Task to carry out ->
Reproduce everything from the start of the rows down to the line containing "581,349,1000,564", requests included, and scale each bounding-box coordinate in the answers by 0.7, rounding to whole numbers with halves going up. The requests and their format samples keep their original numbers, and the pictures are left out.

———

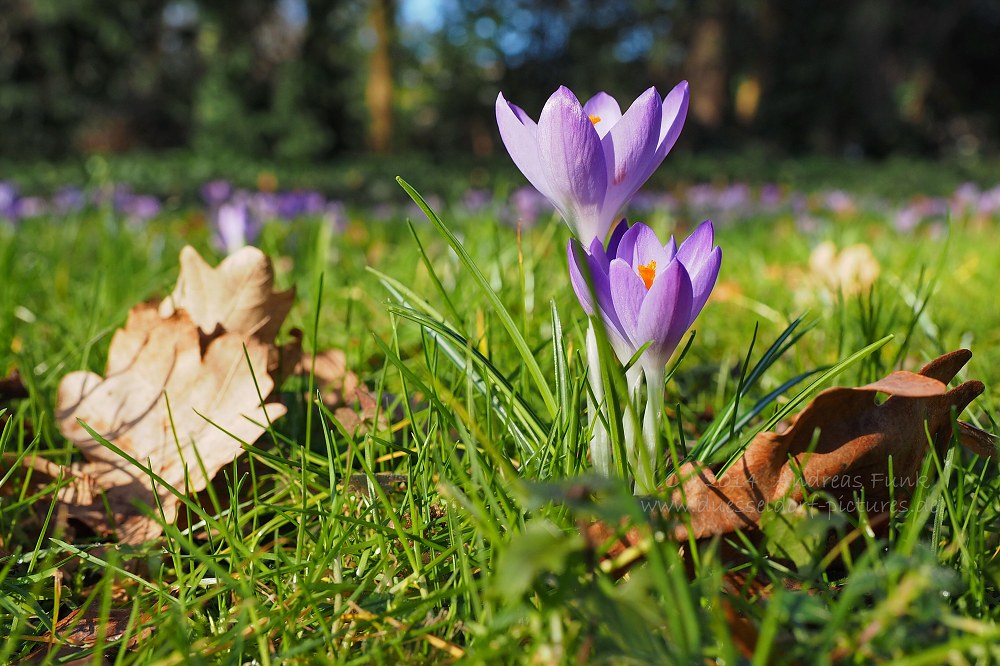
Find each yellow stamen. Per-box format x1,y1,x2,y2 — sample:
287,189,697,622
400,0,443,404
639,261,656,289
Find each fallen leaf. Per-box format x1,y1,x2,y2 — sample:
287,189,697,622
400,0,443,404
50,304,285,543
17,606,153,665
668,349,997,540
159,245,295,344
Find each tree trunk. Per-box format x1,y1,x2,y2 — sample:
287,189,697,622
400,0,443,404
365,0,396,153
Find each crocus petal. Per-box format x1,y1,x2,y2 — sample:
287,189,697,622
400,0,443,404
601,88,666,216
677,220,722,322
496,93,552,199
566,238,596,316
583,92,622,139
566,239,630,357
607,218,629,257
589,238,610,276
608,259,646,344
654,81,690,159
538,86,610,242
619,222,673,271
636,261,692,371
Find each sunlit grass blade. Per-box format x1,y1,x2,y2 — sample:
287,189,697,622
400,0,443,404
396,177,558,418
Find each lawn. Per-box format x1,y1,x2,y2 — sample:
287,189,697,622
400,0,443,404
0,163,1000,664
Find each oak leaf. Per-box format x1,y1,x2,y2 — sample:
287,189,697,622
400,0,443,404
56,304,285,543
159,245,295,344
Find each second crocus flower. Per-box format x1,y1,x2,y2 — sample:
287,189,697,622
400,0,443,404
568,220,722,493
496,81,688,243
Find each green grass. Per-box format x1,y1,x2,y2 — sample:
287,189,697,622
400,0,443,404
0,178,1000,664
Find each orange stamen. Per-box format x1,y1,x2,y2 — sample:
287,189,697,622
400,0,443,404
639,261,656,290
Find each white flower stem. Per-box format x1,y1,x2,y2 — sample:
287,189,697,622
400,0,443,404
622,364,643,488
587,321,611,476
634,368,664,495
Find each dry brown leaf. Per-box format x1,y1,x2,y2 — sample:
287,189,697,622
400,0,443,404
669,349,997,540
56,304,285,543
18,606,153,665
160,245,295,344
581,349,1000,564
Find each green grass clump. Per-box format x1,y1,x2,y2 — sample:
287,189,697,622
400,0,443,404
0,174,1000,664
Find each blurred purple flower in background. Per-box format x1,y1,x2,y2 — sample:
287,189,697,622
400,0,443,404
496,81,688,243
52,186,87,215
510,185,555,227
568,220,722,378
0,181,19,222
114,193,161,224
893,197,950,233
323,201,348,233
462,187,493,213
209,201,261,254
14,197,49,220
201,180,233,208
274,190,326,220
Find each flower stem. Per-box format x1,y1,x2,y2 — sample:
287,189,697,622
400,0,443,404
587,321,611,476
635,369,663,495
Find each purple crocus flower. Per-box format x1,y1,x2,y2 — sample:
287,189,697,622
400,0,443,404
568,220,722,493
212,202,260,254
496,81,688,243
568,220,722,380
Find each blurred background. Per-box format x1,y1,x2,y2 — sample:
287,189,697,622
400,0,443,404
0,0,1000,197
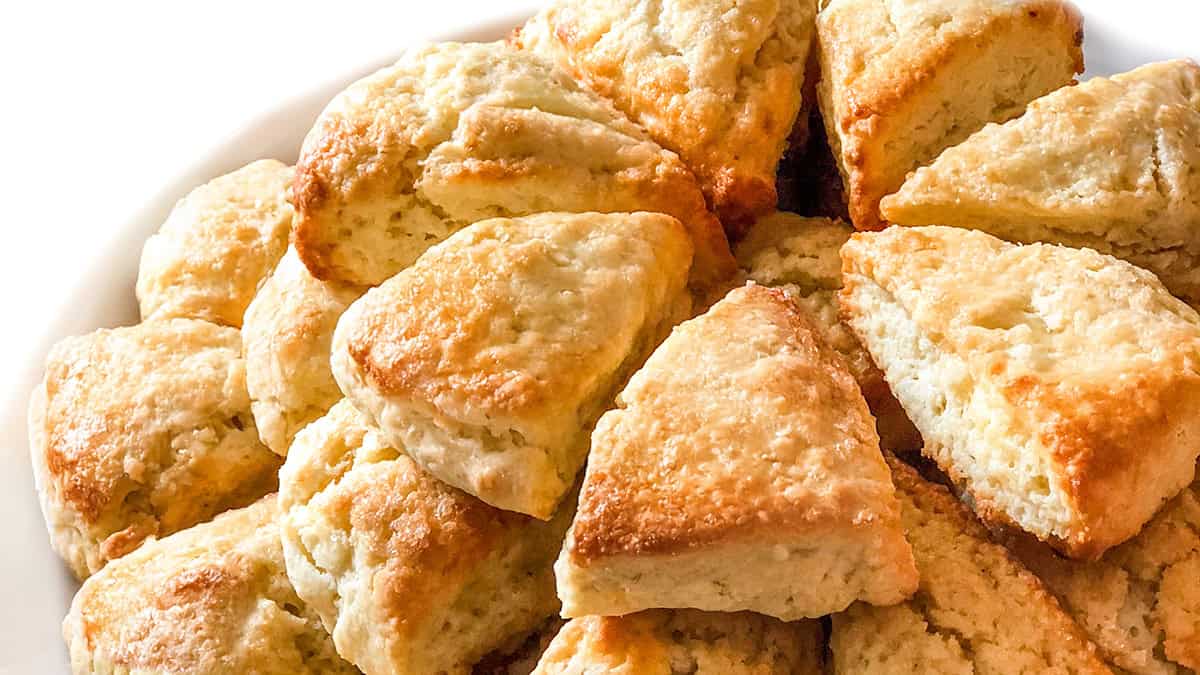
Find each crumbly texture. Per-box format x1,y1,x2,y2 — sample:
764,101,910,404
280,401,570,674
241,249,364,456
137,160,293,328
29,318,280,579
840,227,1200,558
534,609,824,675
62,495,358,675
515,0,816,230
293,42,733,286
830,458,1109,675
817,0,1084,229
882,61,1200,301
332,214,691,519
556,285,917,621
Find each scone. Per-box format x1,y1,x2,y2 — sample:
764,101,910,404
293,42,733,286
830,458,1109,675
332,214,691,519
840,227,1200,558
554,285,917,621
1009,473,1200,675
280,401,570,675
733,211,922,452
241,243,364,456
882,61,1200,303
29,318,280,579
137,160,293,328
534,609,824,675
514,0,816,229
817,0,1084,229
62,495,358,675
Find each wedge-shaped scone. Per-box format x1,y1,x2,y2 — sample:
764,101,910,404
515,0,816,230
830,458,1109,675
840,227,1200,558
817,0,1084,229
280,401,570,675
534,609,824,675
137,160,293,328
882,61,1200,301
556,285,917,621
62,495,358,675
29,318,280,579
332,214,691,519
294,43,734,286
241,243,364,456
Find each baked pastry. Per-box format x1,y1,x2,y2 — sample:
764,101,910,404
882,61,1200,301
840,227,1200,558
829,458,1109,675
817,0,1084,229
332,214,691,519
294,42,734,286
554,285,917,621
280,401,570,674
733,211,922,452
534,609,824,675
29,318,280,579
241,249,364,456
137,160,293,328
514,0,816,230
62,495,358,675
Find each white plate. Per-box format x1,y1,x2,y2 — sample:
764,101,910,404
0,0,1200,674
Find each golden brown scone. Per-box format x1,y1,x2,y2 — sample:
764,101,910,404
29,318,280,579
840,227,1200,558
830,458,1109,675
554,285,917,621
241,249,364,456
294,42,734,287
534,609,824,675
137,160,293,328
733,211,922,452
514,0,816,237
882,61,1200,301
280,401,570,674
332,214,691,519
817,0,1084,229
62,495,358,675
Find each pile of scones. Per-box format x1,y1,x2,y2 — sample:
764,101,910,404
29,0,1200,675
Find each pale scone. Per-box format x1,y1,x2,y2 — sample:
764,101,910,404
840,227,1200,558
817,0,1084,229
62,495,358,675
514,0,816,230
534,609,824,675
882,61,1200,301
241,243,364,456
137,160,293,328
733,211,922,452
332,214,691,519
29,318,280,579
554,285,917,621
294,42,733,286
830,458,1109,675
280,401,570,675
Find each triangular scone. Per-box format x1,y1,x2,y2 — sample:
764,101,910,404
514,0,816,234
533,609,824,675
830,458,1110,675
331,213,691,518
840,227,1200,557
817,0,1084,229
554,285,917,621
882,61,1200,300
293,42,734,287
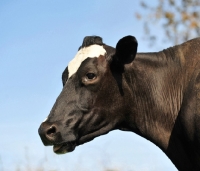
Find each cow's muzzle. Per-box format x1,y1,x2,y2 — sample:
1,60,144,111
38,122,77,154
38,122,60,146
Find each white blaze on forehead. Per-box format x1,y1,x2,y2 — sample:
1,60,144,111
68,45,106,78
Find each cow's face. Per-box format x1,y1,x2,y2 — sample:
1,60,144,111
39,36,137,154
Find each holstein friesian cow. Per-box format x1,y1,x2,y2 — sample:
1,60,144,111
39,36,200,171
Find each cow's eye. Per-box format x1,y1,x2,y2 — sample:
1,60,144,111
86,73,96,80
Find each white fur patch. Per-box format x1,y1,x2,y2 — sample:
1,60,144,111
68,45,106,78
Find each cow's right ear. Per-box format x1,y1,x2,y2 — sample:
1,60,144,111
112,36,138,65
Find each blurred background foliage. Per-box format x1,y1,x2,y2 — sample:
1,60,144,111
135,0,200,45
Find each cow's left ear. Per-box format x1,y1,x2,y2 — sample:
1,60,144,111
113,36,138,65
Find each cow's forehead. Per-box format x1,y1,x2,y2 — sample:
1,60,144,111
68,45,106,78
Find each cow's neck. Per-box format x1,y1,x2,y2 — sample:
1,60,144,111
120,53,182,151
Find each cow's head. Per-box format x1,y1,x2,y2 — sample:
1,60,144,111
39,36,137,154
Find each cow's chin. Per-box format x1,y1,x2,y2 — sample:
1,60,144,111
53,142,76,154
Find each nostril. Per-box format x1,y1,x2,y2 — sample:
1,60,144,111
47,126,56,137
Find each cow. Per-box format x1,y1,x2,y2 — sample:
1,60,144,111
38,36,200,171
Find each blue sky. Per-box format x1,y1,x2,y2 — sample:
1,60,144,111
0,0,176,171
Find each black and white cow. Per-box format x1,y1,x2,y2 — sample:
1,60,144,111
39,36,200,171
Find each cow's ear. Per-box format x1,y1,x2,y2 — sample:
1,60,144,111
113,36,138,65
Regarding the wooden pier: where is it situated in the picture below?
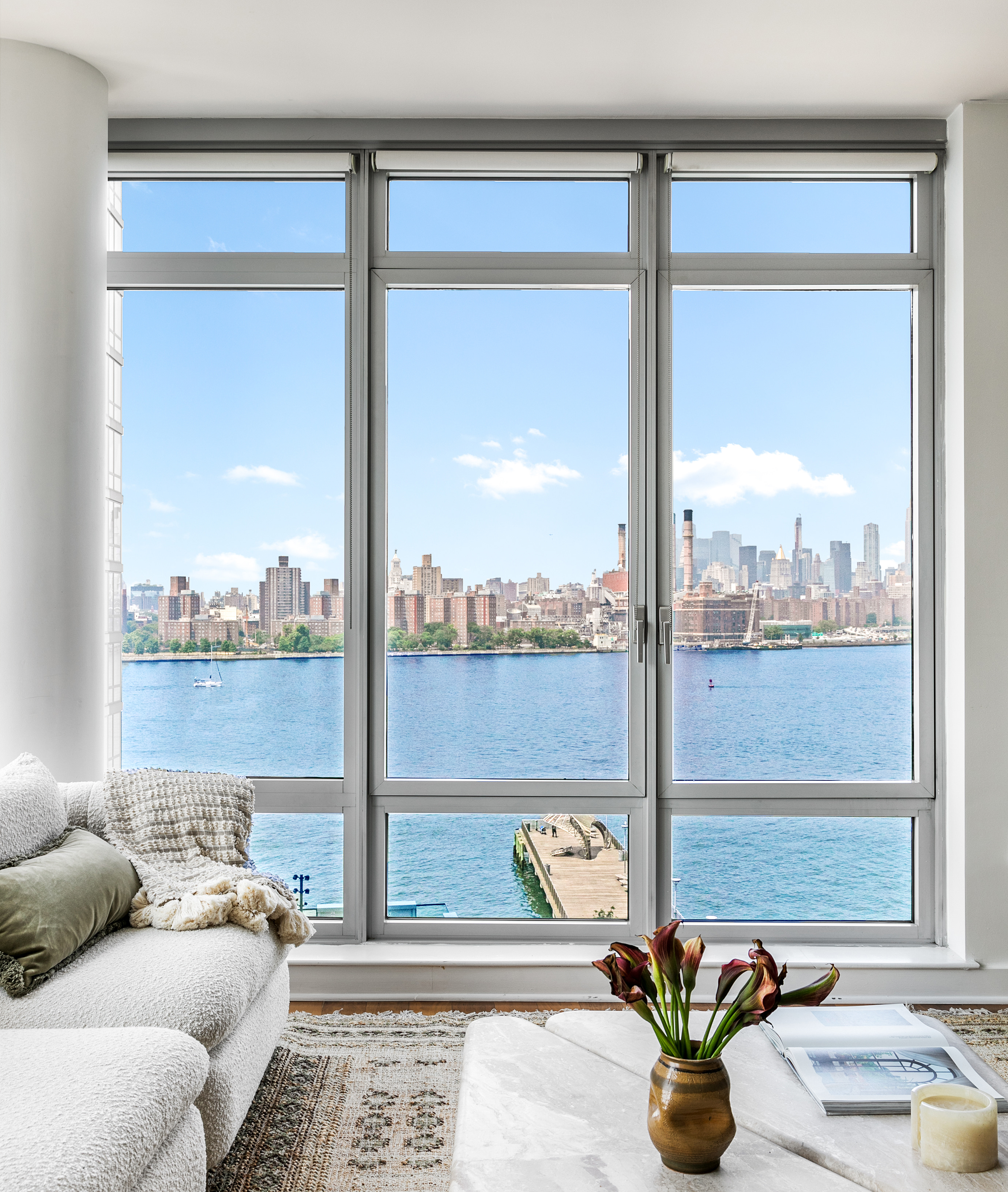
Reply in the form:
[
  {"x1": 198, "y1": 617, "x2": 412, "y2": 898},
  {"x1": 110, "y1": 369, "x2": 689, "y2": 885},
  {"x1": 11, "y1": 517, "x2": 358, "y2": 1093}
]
[{"x1": 515, "y1": 815, "x2": 628, "y2": 919}]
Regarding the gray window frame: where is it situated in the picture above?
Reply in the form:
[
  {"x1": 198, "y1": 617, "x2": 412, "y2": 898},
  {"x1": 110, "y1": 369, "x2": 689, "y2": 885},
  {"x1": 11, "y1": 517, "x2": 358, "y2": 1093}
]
[{"x1": 108, "y1": 120, "x2": 945, "y2": 944}]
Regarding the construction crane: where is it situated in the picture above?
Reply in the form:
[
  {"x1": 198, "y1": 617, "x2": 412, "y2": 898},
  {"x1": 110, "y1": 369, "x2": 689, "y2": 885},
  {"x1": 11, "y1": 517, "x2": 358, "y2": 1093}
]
[{"x1": 742, "y1": 585, "x2": 759, "y2": 645}]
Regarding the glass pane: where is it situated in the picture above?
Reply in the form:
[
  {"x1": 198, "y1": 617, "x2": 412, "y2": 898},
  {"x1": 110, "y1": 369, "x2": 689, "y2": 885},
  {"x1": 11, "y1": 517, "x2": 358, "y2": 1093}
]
[
  {"x1": 388, "y1": 179, "x2": 630, "y2": 253},
  {"x1": 387, "y1": 290, "x2": 629, "y2": 778},
  {"x1": 249, "y1": 812, "x2": 343, "y2": 919},
  {"x1": 386, "y1": 813, "x2": 629, "y2": 919},
  {"x1": 672, "y1": 815, "x2": 914, "y2": 923},
  {"x1": 123, "y1": 180, "x2": 346, "y2": 253},
  {"x1": 673, "y1": 291, "x2": 913, "y2": 781},
  {"x1": 123, "y1": 291, "x2": 343, "y2": 777},
  {"x1": 672, "y1": 179, "x2": 913, "y2": 253}
]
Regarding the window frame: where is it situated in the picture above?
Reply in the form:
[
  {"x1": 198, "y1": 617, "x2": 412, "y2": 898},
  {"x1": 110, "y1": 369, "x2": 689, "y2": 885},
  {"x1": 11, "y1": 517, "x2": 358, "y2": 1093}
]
[{"x1": 108, "y1": 142, "x2": 945, "y2": 944}]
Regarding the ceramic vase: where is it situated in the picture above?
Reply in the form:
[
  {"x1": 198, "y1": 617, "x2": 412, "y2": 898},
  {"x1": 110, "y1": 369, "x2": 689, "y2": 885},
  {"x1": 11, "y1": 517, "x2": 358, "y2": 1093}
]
[{"x1": 647, "y1": 1053, "x2": 735, "y2": 1174}]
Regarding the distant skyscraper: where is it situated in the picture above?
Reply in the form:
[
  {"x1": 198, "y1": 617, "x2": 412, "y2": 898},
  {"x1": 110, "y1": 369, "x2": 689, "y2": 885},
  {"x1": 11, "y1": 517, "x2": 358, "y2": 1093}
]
[
  {"x1": 259, "y1": 554, "x2": 301, "y2": 634},
  {"x1": 770, "y1": 545, "x2": 791, "y2": 589},
  {"x1": 903, "y1": 505, "x2": 914, "y2": 576},
  {"x1": 413, "y1": 554, "x2": 442, "y2": 596},
  {"x1": 708, "y1": 529, "x2": 731, "y2": 567},
  {"x1": 865, "y1": 522, "x2": 882, "y2": 582},
  {"x1": 829, "y1": 539, "x2": 851, "y2": 596}
]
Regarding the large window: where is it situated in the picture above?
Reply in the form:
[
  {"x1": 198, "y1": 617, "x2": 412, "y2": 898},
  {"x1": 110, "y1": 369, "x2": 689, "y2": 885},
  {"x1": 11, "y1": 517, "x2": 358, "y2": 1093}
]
[{"x1": 107, "y1": 144, "x2": 938, "y2": 942}]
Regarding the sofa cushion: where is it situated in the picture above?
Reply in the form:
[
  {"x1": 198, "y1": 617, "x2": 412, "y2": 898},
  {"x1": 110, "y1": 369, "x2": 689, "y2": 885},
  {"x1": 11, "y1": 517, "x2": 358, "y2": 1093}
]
[
  {"x1": 0, "y1": 923, "x2": 290, "y2": 1049},
  {"x1": 0, "y1": 753, "x2": 67, "y2": 865},
  {"x1": 0, "y1": 828, "x2": 139, "y2": 997},
  {"x1": 0, "y1": 1029, "x2": 210, "y2": 1192}
]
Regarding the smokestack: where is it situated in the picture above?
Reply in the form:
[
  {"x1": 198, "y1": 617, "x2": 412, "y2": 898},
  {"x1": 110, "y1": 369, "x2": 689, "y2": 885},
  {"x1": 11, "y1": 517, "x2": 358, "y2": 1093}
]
[{"x1": 683, "y1": 509, "x2": 693, "y2": 596}]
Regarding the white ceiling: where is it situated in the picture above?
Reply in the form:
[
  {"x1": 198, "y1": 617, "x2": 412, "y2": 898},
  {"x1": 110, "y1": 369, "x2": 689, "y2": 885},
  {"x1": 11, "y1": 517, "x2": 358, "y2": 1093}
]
[{"x1": 0, "y1": 0, "x2": 1008, "y2": 117}]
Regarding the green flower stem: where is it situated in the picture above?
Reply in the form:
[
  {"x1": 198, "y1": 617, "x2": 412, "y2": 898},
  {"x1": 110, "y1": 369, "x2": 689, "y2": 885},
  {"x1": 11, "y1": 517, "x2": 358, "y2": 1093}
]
[
  {"x1": 648, "y1": 949, "x2": 676, "y2": 1055},
  {"x1": 709, "y1": 999, "x2": 740, "y2": 1057},
  {"x1": 630, "y1": 1001, "x2": 676, "y2": 1055}
]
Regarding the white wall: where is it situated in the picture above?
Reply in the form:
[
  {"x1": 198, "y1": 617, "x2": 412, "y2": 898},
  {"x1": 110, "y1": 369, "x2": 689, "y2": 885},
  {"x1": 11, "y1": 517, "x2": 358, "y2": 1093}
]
[
  {"x1": 945, "y1": 102, "x2": 1008, "y2": 977},
  {"x1": 0, "y1": 41, "x2": 107, "y2": 781}
]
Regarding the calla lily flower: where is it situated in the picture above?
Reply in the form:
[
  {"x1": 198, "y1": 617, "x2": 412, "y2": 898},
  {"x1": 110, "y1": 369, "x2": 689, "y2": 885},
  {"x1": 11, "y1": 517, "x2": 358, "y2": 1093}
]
[
  {"x1": 683, "y1": 936, "x2": 707, "y2": 995},
  {"x1": 592, "y1": 919, "x2": 840, "y2": 1060},
  {"x1": 778, "y1": 964, "x2": 840, "y2": 1006},
  {"x1": 644, "y1": 919, "x2": 685, "y2": 989},
  {"x1": 714, "y1": 961, "x2": 755, "y2": 1005}
]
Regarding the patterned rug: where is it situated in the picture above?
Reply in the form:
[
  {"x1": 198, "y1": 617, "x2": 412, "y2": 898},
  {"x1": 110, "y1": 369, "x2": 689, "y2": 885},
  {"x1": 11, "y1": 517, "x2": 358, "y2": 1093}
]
[
  {"x1": 206, "y1": 1011, "x2": 550, "y2": 1192},
  {"x1": 917, "y1": 1010, "x2": 1008, "y2": 1080}
]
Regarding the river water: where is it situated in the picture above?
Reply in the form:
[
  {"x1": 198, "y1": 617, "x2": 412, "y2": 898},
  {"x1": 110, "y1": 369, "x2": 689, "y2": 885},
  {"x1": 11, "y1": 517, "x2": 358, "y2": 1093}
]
[{"x1": 123, "y1": 646, "x2": 913, "y2": 920}]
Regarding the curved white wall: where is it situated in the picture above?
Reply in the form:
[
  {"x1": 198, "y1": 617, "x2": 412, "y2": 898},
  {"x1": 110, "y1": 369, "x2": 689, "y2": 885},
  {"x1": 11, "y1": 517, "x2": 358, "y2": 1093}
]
[{"x1": 0, "y1": 41, "x2": 108, "y2": 781}]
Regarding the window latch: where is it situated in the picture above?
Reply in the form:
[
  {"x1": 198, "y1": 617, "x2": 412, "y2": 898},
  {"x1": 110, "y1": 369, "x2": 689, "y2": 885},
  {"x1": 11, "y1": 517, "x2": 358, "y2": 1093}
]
[
  {"x1": 658, "y1": 604, "x2": 672, "y2": 663},
  {"x1": 634, "y1": 604, "x2": 647, "y2": 663}
]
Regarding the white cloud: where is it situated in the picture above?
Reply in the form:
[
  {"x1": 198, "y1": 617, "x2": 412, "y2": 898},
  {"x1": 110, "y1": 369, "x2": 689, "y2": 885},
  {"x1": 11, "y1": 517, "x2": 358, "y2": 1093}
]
[
  {"x1": 193, "y1": 551, "x2": 260, "y2": 583},
  {"x1": 455, "y1": 452, "x2": 580, "y2": 501},
  {"x1": 224, "y1": 464, "x2": 300, "y2": 486},
  {"x1": 673, "y1": 443, "x2": 854, "y2": 505},
  {"x1": 260, "y1": 533, "x2": 336, "y2": 566}
]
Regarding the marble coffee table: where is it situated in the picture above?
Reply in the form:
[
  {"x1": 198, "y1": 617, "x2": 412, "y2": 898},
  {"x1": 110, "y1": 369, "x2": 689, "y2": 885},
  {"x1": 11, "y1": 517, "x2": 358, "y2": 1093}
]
[
  {"x1": 546, "y1": 1010, "x2": 1008, "y2": 1192},
  {"x1": 452, "y1": 1011, "x2": 857, "y2": 1192}
]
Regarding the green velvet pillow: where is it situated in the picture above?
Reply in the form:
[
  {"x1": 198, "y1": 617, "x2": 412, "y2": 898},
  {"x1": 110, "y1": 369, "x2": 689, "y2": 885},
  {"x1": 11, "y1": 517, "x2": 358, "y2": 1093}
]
[{"x1": 0, "y1": 827, "x2": 139, "y2": 998}]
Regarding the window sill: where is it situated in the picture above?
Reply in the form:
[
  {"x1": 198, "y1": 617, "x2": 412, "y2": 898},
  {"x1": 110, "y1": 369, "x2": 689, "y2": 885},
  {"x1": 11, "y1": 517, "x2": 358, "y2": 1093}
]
[{"x1": 288, "y1": 941, "x2": 1008, "y2": 1005}]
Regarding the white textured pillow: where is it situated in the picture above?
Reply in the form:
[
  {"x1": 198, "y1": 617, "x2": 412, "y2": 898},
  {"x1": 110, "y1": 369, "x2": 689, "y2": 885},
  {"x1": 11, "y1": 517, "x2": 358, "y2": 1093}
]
[{"x1": 0, "y1": 753, "x2": 67, "y2": 864}]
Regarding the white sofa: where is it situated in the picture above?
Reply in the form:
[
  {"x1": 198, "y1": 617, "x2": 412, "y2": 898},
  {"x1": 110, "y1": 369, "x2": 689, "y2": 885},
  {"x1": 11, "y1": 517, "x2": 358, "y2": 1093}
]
[
  {"x1": 0, "y1": 1027, "x2": 208, "y2": 1192},
  {"x1": 0, "y1": 783, "x2": 290, "y2": 1173}
]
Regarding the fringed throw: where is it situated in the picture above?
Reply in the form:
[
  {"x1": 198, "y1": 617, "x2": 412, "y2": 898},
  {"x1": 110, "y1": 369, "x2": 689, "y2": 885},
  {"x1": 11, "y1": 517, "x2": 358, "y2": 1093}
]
[{"x1": 102, "y1": 770, "x2": 315, "y2": 945}]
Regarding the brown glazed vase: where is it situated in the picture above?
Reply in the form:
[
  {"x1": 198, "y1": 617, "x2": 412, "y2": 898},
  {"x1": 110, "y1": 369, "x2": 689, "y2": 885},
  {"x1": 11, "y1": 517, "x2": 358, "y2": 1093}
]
[{"x1": 647, "y1": 1053, "x2": 735, "y2": 1175}]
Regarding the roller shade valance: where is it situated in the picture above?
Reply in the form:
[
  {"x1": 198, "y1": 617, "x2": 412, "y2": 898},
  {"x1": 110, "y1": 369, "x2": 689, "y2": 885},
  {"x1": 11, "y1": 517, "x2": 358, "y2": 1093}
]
[
  {"x1": 372, "y1": 149, "x2": 642, "y2": 177},
  {"x1": 108, "y1": 150, "x2": 353, "y2": 179},
  {"x1": 665, "y1": 149, "x2": 938, "y2": 177}
]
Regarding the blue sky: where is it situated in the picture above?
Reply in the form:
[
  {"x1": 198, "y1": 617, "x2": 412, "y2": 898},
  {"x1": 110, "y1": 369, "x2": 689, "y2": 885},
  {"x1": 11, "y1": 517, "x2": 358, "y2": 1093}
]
[{"x1": 124, "y1": 182, "x2": 910, "y2": 593}]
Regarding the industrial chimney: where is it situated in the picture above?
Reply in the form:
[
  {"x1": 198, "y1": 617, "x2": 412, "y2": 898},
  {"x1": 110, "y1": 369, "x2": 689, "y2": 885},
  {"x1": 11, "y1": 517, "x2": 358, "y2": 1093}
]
[{"x1": 683, "y1": 509, "x2": 693, "y2": 596}]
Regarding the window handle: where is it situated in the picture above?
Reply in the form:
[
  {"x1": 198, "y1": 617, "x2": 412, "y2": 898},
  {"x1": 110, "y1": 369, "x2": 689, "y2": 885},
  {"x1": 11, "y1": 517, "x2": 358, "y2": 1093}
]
[
  {"x1": 658, "y1": 604, "x2": 672, "y2": 663},
  {"x1": 634, "y1": 604, "x2": 647, "y2": 663}
]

———

The result ->
Find each yellow stamen. Per-box format x1,y1,x2,y2 — sample:
287,189,697,622
400,0,443,404
447,183,459,202
Find each fallen leaf. Per-box format x1,y1,x2,y2 — sample:
287,189,697,622
400,0,443,404
35,213,200,380
12,424,107,466
468,244,698,378
111,172,207,241
Find each tree trunk. Per-box format x1,y1,x2,y2 — sample:
287,189,697,622
400,0,443,404
256,0,277,107
Find each crocus petal. Per-box format x1,y1,x2,y2 — sample:
287,189,697,622
400,0,443,404
421,62,466,151
474,154,505,225
347,65,386,139
396,167,417,221
408,64,435,97
396,167,441,250
425,153,440,180
412,167,427,193
426,181,452,241
458,57,483,111
377,60,427,169
433,155,471,190
445,183,484,260
Find each sunlit grass blade. Per-box format x1,y1,x2,y2 — sample:
287,189,697,622
400,0,443,404
277,124,391,293
Find each lawn. Per-box format x1,y1,x2,y2 — sample:
287,189,697,622
400,0,443,404
0,114,700,465
Find each oak leaf. Per-box format x1,y1,x2,y2 — sample:
287,189,697,622
400,0,443,404
39,213,200,380
111,172,207,241
Find each second crocus flower. Per-box format x1,y1,x2,y2 — sample:
287,189,697,622
400,0,443,404
398,154,505,345
347,57,482,170
Find each green grass. Per-box format x1,y1,x2,y2 — sample:
287,189,697,622
400,0,443,404
0,125,700,465
Find each orange stamen. Per-box format x1,y1,x2,y2 — sample:
287,189,697,622
400,0,443,404
447,183,459,203
Find each white flower stem. Per-box format x1,y1,x2,y2 — sample:
287,189,697,622
400,0,443,404
435,255,450,342
411,225,428,333
444,258,465,347
Find each dry brown leaf. Per-box format x1,y1,x2,y2 — sample:
287,189,697,622
400,0,443,404
468,244,698,378
39,213,200,380
13,424,107,466
112,172,207,241
407,244,700,395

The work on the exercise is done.